**Entries with pointed-to labeled objects:**
--------------------------------------------------

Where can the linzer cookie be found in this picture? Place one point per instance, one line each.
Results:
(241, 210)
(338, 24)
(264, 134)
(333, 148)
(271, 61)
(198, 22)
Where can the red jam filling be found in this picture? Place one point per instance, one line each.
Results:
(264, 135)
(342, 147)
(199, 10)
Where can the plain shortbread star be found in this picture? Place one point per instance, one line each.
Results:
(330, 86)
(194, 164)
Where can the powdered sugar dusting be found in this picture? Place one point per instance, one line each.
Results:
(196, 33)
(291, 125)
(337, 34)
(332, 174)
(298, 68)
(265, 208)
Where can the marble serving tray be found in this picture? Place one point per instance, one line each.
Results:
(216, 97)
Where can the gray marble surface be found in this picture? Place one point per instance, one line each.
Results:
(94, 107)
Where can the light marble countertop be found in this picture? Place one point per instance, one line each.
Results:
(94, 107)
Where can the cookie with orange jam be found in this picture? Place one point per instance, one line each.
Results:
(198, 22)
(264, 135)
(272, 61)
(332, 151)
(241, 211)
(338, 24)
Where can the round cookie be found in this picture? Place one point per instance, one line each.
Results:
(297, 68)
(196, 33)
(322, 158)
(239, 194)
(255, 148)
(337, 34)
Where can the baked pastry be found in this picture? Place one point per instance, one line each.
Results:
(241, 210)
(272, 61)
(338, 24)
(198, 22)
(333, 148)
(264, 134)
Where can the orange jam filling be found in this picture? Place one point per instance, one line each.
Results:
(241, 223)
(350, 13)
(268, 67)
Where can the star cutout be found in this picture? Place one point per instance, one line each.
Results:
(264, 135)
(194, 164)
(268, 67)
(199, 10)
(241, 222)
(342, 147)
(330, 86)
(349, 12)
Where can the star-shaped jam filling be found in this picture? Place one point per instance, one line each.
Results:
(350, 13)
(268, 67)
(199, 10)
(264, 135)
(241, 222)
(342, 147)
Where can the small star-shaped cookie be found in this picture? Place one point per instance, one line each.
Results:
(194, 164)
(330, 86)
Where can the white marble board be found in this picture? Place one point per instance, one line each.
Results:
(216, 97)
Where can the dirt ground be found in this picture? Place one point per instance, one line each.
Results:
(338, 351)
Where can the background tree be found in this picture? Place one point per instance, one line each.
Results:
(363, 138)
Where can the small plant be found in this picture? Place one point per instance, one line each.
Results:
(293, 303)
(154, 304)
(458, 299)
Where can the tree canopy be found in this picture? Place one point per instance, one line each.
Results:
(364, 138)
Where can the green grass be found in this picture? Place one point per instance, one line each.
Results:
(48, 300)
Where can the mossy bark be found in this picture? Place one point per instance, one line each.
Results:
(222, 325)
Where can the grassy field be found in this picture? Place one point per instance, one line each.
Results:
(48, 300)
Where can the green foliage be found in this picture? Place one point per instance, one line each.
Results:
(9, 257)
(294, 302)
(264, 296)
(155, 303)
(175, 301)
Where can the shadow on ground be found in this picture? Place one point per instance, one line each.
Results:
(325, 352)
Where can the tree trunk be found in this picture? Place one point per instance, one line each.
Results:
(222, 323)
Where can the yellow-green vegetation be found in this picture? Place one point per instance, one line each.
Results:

--------------------------------------------------

**STATED PROBLEM:** Pull out every line of the entries from the one containing "Where can the mossy" through the end of the entries, including both ends, and reproduce them unchanged.

**THE COMPLETED TASK:**
Where can the mossy bark be found in this picture? Place one point per instance, one line each.
Results:
(222, 325)
Where can the grassy field be found in this picture? Place one point per instance, one line each.
Results:
(48, 300)
Where can the green foliage be found in this picture? Place one point per instance, one line each.
Results:
(9, 257)
(294, 302)
(264, 296)
(155, 303)
(175, 301)
Where can the shadow on ground be found in this picture? Place one point per instance, one line each.
Results:
(325, 352)
Where can the tree trunk be found in this picture? Place one point per instance, one line each.
Results:
(222, 323)
Where can the yellow-green vegetation be found in this picture? Place one point per instance, one line each.
Results:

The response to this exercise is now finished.